* **WHAT YOU NEED TO DO**: Scan the records for the line containing "of the clear"; extract it and all later lines, verbatim, through the end, and nothing before it.

(Stored items)
■ ■ ■
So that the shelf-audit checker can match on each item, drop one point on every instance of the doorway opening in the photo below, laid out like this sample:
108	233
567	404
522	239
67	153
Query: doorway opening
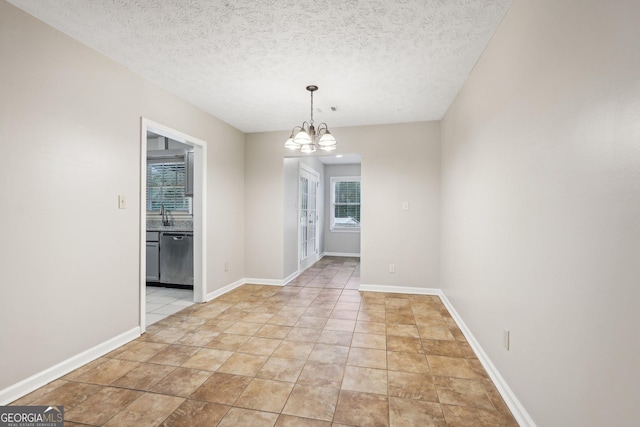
189	217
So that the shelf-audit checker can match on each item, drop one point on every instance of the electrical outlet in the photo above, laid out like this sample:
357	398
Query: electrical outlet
505	338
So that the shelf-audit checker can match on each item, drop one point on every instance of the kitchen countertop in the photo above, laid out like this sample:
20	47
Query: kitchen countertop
176	226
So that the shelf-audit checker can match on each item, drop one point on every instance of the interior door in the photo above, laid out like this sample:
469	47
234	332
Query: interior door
309	182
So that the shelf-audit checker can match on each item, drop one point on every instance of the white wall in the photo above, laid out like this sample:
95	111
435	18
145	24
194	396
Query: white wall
341	242
70	130
541	208
400	162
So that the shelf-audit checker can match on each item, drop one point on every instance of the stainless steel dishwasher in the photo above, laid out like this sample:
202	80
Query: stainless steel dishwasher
176	258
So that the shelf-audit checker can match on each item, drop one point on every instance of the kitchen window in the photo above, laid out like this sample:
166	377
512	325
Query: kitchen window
166	185
345	203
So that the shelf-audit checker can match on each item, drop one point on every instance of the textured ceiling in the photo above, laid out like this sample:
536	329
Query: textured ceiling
248	62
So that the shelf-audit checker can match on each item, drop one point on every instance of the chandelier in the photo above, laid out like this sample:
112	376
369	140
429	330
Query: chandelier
306	138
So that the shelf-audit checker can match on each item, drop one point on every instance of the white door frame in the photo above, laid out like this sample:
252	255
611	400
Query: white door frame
199	211
316	175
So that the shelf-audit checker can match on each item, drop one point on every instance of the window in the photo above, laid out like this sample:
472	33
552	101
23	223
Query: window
166	184
345	203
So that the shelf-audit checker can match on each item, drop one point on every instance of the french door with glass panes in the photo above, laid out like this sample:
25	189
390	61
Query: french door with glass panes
308	213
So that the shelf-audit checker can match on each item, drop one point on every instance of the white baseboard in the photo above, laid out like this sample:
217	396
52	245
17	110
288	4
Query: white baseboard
42	378
223	290
266	282
519	412
400	289
290	278
344	254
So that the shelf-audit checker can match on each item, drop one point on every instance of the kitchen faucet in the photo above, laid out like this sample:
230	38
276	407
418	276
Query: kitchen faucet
164	214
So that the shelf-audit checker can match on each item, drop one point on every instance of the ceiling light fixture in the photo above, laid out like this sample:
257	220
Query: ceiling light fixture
306	139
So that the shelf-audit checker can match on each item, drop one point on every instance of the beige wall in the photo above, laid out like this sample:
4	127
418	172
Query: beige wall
70	137
541	208
400	162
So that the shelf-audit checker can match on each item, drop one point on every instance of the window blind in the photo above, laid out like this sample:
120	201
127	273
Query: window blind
166	184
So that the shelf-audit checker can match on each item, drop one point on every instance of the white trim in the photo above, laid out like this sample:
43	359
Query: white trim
199	208
400	290
266	282
517	409
345	254
224	290
42	378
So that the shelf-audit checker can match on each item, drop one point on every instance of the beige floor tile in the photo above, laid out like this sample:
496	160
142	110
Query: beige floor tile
442	348
273	331
148	410
461	392
143	377
265	395
181	382
362	409
37	394
102	406
335	337
404	344
304	334
329	353
291	421
407	412
174	355
435	333
281	369
243	364
312	402
451	367
367	357
407	362
258	345
464	416
340	325
294	350
366	380
227	342
402	331
311	322
366	327
317	352
68	395
195	413
108	372
378	342
142	351
221	388
247	417
408	385
168	335
244	328
321	374
208	359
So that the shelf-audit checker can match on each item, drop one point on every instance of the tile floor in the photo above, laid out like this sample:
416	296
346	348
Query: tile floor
163	302
314	353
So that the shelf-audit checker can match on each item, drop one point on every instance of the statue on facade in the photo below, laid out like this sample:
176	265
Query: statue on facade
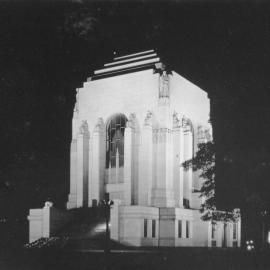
164	85
176	120
83	129
148	119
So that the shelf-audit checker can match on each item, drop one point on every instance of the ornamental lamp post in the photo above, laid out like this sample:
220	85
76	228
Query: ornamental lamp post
107	203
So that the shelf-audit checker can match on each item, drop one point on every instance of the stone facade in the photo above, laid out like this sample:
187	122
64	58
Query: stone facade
134	123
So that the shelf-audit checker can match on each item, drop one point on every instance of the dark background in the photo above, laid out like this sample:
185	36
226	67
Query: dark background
49	48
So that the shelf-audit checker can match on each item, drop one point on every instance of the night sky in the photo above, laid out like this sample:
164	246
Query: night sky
48	49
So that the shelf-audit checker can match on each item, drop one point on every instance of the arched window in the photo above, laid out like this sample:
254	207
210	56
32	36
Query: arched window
115	140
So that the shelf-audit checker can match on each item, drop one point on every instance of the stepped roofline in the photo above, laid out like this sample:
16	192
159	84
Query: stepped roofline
129	63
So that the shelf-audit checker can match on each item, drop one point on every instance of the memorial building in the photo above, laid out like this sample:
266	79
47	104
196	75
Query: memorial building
134	123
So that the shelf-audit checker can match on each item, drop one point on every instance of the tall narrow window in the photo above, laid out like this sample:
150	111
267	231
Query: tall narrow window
187	229
234	231
179	228
145	228
213	235
115	141
153	228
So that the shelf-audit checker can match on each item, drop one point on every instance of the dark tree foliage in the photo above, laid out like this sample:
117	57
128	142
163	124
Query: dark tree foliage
204	161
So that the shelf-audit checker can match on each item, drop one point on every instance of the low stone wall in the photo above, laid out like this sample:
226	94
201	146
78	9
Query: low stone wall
47	221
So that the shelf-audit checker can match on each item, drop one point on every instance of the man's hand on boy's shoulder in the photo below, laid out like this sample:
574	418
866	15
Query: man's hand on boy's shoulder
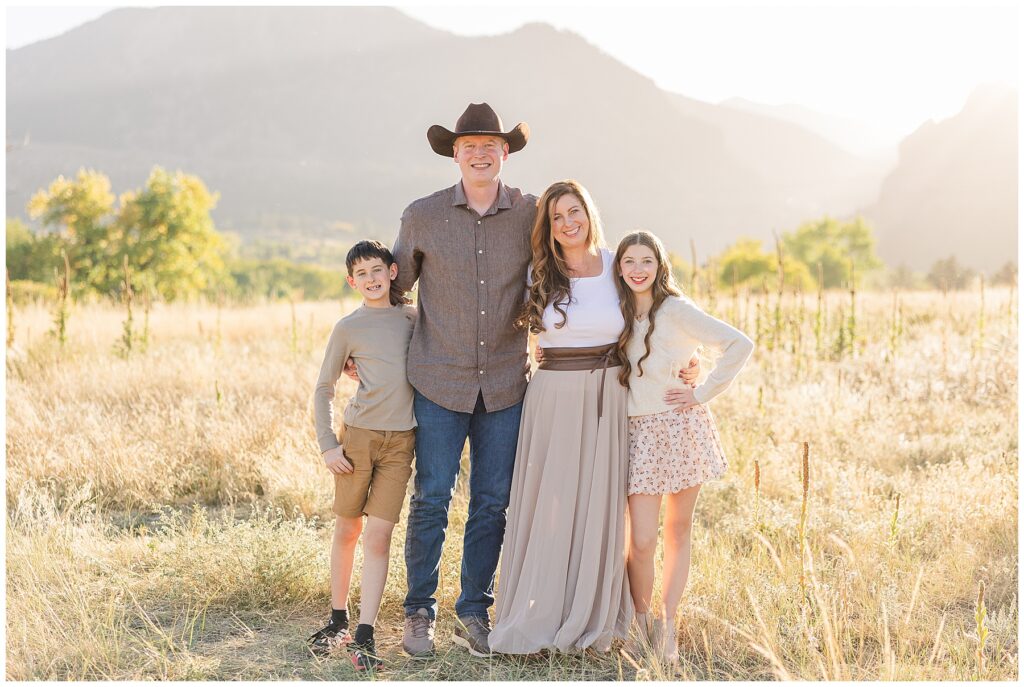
350	371
336	462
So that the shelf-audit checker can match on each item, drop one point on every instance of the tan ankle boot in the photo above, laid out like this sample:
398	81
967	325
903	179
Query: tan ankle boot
669	648
639	642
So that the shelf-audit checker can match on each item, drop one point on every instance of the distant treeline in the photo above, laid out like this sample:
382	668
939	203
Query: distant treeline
165	234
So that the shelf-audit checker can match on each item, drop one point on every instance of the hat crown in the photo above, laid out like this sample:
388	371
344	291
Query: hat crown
479	117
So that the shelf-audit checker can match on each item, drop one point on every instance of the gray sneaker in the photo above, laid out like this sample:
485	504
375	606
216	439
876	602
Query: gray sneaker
472	632
418	638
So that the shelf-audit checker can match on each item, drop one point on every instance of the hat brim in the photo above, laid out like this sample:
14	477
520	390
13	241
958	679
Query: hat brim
441	140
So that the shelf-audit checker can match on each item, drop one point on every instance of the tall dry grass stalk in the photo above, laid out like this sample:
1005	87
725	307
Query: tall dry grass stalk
60	311
805	481
980	345
10	312
757	494
127	296
980	615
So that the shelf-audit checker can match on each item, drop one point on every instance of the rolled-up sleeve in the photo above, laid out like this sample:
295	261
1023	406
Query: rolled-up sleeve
408	254
334	359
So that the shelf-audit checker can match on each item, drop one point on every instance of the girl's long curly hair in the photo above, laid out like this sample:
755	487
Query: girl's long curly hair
550	272
665	286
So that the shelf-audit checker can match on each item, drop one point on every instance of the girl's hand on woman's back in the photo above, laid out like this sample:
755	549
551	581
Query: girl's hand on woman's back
681	398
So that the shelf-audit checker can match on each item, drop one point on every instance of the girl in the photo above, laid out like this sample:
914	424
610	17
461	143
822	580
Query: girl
674	445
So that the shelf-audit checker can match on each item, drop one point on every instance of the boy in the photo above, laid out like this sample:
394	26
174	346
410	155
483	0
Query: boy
372	464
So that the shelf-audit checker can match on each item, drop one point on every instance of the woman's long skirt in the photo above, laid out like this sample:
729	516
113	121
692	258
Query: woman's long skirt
562	583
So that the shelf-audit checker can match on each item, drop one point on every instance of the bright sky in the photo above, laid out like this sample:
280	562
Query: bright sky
889	67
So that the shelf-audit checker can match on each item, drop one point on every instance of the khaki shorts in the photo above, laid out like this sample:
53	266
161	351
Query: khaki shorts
382	464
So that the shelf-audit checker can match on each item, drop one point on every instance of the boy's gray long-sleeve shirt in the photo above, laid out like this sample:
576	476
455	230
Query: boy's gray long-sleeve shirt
377	340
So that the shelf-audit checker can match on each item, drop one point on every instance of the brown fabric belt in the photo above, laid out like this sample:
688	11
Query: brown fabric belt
583	357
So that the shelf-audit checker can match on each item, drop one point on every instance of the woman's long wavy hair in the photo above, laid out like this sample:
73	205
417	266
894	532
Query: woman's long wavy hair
550	272
665	286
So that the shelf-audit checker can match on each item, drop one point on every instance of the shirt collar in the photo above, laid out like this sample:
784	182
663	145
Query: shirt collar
503	202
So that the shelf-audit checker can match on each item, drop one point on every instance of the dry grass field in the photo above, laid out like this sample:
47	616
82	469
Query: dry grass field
167	510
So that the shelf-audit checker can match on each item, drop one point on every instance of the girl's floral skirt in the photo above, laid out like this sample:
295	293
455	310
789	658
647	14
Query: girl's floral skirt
671	452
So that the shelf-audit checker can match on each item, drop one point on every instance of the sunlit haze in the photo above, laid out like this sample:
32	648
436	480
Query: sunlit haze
889	68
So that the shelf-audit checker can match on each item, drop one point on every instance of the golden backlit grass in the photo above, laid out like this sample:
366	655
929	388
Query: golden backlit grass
167	511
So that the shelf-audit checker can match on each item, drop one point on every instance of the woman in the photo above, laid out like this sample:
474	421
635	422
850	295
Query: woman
562	583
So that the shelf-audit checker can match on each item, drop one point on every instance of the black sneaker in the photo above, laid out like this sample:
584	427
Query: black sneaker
328	638
364	656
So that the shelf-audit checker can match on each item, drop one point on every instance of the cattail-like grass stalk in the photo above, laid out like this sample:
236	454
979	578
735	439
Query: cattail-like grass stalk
295	327
805	483
853	310
981	315
127	333
60	314
779	285
894	524
735	297
10	313
980	615
216	331
757	494
143	341
819	316
895	327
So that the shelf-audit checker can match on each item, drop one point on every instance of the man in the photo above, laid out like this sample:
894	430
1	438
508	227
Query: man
468	246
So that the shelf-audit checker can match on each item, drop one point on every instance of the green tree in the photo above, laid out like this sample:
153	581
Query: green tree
167	233
750	265
834	244
77	209
31	256
948	273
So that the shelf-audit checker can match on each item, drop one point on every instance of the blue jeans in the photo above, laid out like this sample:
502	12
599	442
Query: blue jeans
440	435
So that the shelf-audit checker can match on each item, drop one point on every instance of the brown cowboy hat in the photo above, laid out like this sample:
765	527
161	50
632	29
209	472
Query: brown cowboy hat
478	120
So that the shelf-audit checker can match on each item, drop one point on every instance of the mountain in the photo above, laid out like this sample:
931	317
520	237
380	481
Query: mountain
858	137
805	170
312	120
954	189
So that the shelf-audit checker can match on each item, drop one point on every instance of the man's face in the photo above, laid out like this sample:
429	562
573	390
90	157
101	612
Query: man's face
480	158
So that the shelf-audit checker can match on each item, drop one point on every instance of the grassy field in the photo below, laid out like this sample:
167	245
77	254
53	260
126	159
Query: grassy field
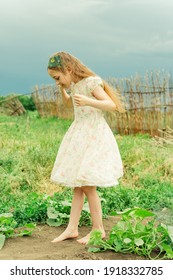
28	147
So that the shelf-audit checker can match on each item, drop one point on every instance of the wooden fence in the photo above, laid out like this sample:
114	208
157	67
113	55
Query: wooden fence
149	104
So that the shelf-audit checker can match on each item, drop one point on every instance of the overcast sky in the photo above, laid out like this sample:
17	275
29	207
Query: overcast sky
115	38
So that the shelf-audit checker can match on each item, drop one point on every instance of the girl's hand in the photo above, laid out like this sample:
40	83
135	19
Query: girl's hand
81	100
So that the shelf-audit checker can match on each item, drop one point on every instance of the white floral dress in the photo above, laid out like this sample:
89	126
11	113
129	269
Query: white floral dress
88	154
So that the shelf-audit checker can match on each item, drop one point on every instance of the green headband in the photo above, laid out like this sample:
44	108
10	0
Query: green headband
55	61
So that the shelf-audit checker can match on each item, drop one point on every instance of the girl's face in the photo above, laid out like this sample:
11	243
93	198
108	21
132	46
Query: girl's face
62	79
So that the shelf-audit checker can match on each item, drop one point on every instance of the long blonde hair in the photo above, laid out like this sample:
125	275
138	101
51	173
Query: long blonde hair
80	71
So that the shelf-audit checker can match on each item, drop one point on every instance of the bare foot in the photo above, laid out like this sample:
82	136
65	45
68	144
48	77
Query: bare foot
85	239
67	234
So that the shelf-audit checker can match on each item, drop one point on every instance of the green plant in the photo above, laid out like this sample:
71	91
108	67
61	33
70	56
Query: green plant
8	228
136	232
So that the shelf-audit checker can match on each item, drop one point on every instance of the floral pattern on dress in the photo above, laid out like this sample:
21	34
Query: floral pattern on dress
88	154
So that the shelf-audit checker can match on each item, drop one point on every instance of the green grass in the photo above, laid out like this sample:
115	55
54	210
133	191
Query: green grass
28	147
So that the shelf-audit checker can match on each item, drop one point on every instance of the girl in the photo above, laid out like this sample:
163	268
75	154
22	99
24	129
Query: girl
88	156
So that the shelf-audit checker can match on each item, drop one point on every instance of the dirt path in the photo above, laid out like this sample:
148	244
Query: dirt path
38	246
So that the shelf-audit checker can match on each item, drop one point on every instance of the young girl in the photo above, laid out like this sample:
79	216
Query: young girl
88	156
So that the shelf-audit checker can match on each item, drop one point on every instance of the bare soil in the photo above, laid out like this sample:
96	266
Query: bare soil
38	246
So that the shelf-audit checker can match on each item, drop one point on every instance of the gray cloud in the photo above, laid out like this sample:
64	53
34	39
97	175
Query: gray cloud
113	37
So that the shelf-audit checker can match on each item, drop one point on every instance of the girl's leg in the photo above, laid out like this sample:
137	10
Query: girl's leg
72	229
96	212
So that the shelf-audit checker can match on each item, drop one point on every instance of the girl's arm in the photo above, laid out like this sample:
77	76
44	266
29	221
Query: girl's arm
102	101
66	98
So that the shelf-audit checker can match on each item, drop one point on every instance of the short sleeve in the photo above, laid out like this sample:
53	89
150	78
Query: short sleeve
93	82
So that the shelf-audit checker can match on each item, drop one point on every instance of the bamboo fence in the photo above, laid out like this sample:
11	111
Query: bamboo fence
149	104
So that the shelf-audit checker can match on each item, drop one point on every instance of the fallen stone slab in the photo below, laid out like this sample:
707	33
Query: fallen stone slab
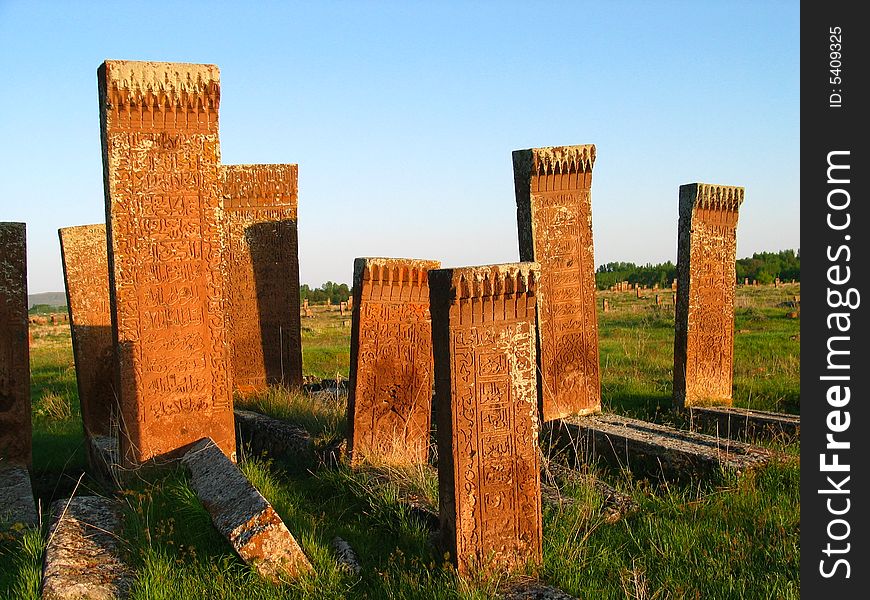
16	498
744	423
84	553
652	449
242	515
266	435
616	504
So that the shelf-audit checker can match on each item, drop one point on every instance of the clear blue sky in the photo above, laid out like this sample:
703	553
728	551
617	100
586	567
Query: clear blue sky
402	115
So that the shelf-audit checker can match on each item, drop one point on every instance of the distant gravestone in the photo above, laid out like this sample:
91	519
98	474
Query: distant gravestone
483	331
15	426
704	321
390	393
86	277
554	222
262	262
163	189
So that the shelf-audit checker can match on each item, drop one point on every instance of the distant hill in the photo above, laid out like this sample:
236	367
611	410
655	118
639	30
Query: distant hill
50	298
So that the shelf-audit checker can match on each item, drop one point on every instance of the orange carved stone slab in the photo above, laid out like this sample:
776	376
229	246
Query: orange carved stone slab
706	279
86	277
554	222
161	154
262	268
483	334
391	377
15	426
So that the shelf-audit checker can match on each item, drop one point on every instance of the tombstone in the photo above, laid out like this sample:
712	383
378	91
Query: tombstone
704	321
483	334
390	392
262	276
161	152
86	278
554	220
15	426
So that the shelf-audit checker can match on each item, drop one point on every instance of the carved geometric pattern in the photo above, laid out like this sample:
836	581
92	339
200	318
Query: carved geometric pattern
483	324
262	268
554	219
86	277
391	377
15	427
706	280
161	153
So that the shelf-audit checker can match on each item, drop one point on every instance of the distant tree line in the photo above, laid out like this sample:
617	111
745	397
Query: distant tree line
763	267
334	292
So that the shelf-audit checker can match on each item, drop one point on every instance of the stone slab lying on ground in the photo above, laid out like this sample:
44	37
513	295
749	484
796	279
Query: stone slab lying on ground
16	497
743	423
652	449
276	438
83	556
242	515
■ ■ ■
* **RESULT BELOW**:
So that the shelf-audit checker can match on each item, drop one point on every instance of the clear blue sky in the photo above, laid out like this sample:
703	553
728	551
617	100
586	567
Query: clear blue sky
402	115
So that the shelf-audit checker can match on each item, drop one point on every instance of the distant gravestone in the photo above, laid out like this sample:
91	519
98	474
Query: distant gravestone
483	331
15	426
704	321
390	393
86	277
554	222
262	262
163	189
So that the shelf-audit checker can match on each item, drop one point on every instance of the distant hill in the photo above, laid out like this sample:
236	367
611	410
655	118
639	30
Query: distant hill
50	298
So that the shelf-audit checker can match on each item, drop one point on every instance of the orange carved stone slab in the photo above, laid out like this sample:
776	376
229	246
Query: orange carved stone slab
706	279
86	277
554	222
161	154
262	268
483	334
391	377
15	426
So that the shelf-audit checker can match on each item, drop one point on every instance of the tombstone in the photo above, laid out like this sample:
712	383
378	91
Query: tombstone
704	321
483	334
390	392
262	276
161	152
86	278
554	220
15	426
So that the shelf-audit checker can match on each item, drop one point on every instance of the carved geometric pattern in the photo above, laid out like this sample:
836	581
92	339
200	318
Query: carved geometric pattern
483	324
262	268
554	219
86	277
391	377
15	427
706	280
161	153
So that the shelf-audit checker can match on each item, drop one point on every instance of the distant tree line in the photo above, laid out like this sample:
617	111
745	397
Query: distant tree line
763	267
334	292
So that the shelf-audit checker can match on each item, drop one point on every instance of the stone slab lying on ground in the photo above, laid out like this sample:
44	37
513	295
749	484
796	279
Query: stone slab lying on ground
16	497
743	423
652	449
276	438
83	556
242	515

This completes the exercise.